### Assignment
Of all the entries below, retype only the lines from the one with "Target: water ripple" through the one with "of the turret", exactly as they appear.

Point-per-instance localization data:
★ ★ ★ ★ ★

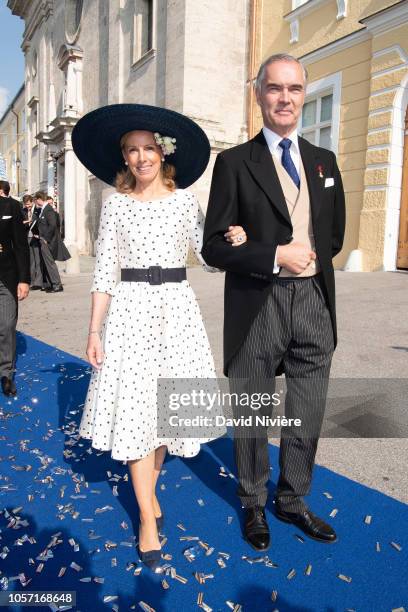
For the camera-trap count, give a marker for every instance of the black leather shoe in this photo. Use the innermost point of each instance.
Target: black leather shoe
(8, 386)
(256, 530)
(150, 558)
(310, 524)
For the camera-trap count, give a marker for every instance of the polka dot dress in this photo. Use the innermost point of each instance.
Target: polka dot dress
(151, 331)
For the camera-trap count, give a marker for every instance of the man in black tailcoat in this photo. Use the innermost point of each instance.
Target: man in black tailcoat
(280, 311)
(14, 282)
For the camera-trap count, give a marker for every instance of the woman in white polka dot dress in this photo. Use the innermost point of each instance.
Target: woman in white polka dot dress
(152, 330)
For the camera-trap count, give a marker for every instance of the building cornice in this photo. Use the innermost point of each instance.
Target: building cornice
(68, 53)
(387, 18)
(304, 9)
(33, 16)
(58, 128)
(336, 46)
(32, 101)
(18, 7)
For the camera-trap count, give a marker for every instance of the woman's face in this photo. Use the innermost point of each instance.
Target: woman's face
(143, 155)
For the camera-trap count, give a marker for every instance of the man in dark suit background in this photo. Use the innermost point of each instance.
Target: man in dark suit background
(279, 289)
(14, 281)
(50, 240)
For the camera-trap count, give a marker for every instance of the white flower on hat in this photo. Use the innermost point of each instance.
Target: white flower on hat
(167, 143)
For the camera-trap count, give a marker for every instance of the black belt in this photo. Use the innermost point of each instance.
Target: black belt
(154, 275)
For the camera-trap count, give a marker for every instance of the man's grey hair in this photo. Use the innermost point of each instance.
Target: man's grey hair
(277, 57)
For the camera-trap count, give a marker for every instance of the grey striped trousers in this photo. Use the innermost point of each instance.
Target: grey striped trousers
(293, 325)
(8, 322)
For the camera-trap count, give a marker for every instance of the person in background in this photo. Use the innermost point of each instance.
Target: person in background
(30, 216)
(48, 235)
(28, 209)
(14, 282)
(50, 201)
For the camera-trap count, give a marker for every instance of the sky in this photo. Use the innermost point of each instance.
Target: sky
(11, 55)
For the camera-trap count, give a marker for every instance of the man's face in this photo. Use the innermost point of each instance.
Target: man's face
(282, 96)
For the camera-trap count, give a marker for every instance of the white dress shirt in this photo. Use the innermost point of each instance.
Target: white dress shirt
(273, 140)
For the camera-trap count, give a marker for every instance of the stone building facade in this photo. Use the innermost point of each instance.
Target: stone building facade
(181, 54)
(13, 144)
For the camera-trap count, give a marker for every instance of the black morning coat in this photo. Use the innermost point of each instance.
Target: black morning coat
(15, 253)
(47, 226)
(246, 191)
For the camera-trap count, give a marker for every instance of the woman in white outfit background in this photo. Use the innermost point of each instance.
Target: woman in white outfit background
(141, 329)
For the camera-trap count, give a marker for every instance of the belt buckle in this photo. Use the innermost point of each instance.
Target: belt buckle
(155, 275)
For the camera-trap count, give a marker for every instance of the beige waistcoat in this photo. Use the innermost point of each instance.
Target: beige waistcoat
(298, 203)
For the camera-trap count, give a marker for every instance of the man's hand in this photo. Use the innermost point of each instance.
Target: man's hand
(294, 257)
(22, 291)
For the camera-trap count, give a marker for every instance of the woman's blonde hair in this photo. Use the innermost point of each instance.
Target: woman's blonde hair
(125, 181)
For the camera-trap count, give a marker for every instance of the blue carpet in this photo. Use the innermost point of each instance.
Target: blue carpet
(63, 503)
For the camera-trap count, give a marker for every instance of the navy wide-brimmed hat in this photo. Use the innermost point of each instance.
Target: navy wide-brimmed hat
(96, 140)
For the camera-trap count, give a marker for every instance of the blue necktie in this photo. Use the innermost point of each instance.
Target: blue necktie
(287, 161)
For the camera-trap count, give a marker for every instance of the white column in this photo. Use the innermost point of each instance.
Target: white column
(72, 265)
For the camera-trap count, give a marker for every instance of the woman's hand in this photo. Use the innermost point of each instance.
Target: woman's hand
(236, 235)
(94, 350)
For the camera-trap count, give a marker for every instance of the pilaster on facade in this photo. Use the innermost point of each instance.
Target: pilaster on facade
(380, 214)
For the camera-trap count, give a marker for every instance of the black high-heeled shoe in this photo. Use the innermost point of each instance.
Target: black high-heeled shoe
(151, 558)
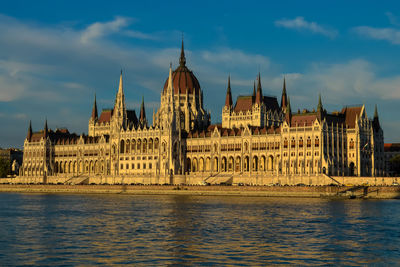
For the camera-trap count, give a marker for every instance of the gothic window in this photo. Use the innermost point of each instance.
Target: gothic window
(308, 142)
(351, 144)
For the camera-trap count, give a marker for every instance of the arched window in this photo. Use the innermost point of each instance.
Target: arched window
(316, 142)
(308, 142)
(351, 144)
(128, 146)
(156, 144)
(122, 147)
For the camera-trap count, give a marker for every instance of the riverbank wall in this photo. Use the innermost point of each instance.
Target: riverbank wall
(340, 192)
(203, 179)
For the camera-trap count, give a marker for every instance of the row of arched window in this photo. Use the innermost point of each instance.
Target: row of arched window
(136, 146)
(300, 142)
(230, 164)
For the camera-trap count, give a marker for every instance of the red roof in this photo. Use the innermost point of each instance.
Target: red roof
(303, 120)
(392, 147)
(243, 103)
(183, 80)
(105, 116)
(350, 114)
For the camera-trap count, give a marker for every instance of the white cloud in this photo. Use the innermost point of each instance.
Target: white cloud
(392, 19)
(391, 35)
(100, 29)
(299, 23)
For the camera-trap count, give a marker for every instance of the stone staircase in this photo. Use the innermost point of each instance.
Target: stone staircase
(80, 179)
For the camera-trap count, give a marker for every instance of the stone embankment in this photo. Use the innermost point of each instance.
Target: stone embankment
(376, 192)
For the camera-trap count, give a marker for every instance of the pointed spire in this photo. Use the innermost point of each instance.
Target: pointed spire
(45, 130)
(170, 87)
(254, 90)
(182, 59)
(375, 121)
(259, 90)
(121, 87)
(284, 100)
(288, 108)
(228, 98)
(319, 107)
(29, 135)
(288, 114)
(142, 116)
(94, 109)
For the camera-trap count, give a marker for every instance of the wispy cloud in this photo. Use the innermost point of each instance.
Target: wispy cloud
(100, 29)
(391, 35)
(300, 24)
(392, 19)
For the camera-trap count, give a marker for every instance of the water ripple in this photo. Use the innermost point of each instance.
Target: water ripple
(62, 229)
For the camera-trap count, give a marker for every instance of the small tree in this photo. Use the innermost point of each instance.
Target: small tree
(4, 167)
(395, 165)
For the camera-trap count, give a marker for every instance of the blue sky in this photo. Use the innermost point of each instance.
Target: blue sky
(54, 55)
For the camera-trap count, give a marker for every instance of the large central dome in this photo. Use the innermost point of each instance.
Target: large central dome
(183, 79)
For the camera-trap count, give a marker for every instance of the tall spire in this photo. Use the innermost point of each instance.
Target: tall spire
(259, 90)
(94, 109)
(182, 59)
(288, 114)
(121, 87)
(254, 90)
(45, 130)
(142, 116)
(29, 135)
(228, 98)
(319, 107)
(375, 121)
(170, 87)
(284, 95)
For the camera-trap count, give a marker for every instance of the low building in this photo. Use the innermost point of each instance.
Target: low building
(392, 150)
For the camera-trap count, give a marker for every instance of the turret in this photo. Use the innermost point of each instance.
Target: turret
(94, 110)
(228, 98)
(254, 91)
(259, 90)
(29, 134)
(320, 109)
(142, 117)
(284, 95)
(182, 59)
(375, 121)
(119, 114)
(45, 131)
(288, 113)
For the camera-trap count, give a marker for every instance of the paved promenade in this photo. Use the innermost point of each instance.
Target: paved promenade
(378, 192)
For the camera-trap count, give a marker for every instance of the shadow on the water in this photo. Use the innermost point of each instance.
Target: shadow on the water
(365, 191)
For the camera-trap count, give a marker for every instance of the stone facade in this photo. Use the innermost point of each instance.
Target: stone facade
(258, 142)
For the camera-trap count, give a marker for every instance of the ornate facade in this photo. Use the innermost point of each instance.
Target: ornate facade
(259, 140)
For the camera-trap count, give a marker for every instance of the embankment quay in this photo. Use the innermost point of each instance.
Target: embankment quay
(368, 192)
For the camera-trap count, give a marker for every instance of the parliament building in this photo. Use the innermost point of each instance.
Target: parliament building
(260, 141)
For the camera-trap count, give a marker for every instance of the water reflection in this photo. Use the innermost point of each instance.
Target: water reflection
(193, 230)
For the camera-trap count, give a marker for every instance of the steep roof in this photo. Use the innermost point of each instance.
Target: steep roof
(350, 115)
(392, 147)
(105, 115)
(243, 103)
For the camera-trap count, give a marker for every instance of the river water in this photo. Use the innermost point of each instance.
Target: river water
(74, 229)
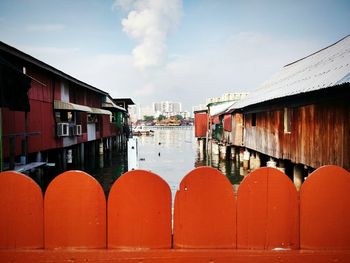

★ ★ ★ ★ ★

### Exercise answer
Target: water ripple
(62, 229)
For the camera-trap count, give a marker for every instance of the small tree in this photo. Use the innermost point of each instance.
Target: small tree
(4, 167)
(395, 165)
For the camera-trap count, give a marker for every instance of the blue sky in this photo. Use the innermost point of each instance.
Target: blue sky
(54, 55)
For the camera-trap count, give a marker for every instance of the large central dome in this photo. Use the innermost point of each instance.
Target: large central dome
(183, 79)
For the camera-trap count, give a marker for every instance of the tall spire in this photo. Use the innermost point of each instance.
Target: tall spire
(259, 90)
(94, 109)
(182, 59)
(288, 114)
(121, 87)
(254, 90)
(45, 130)
(142, 116)
(29, 135)
(228, 98)
(319, 107)
(375, 121)
(170, 87)
(284, 95)
For the camera-trap count, give a marker for every instance of the low building in this photo. Use the innermost point of each instance.
Target: low building
(392, 150)
For the camera-trap count, give a marker for every instance of the turret in this photo. Use the innermost point of each instance.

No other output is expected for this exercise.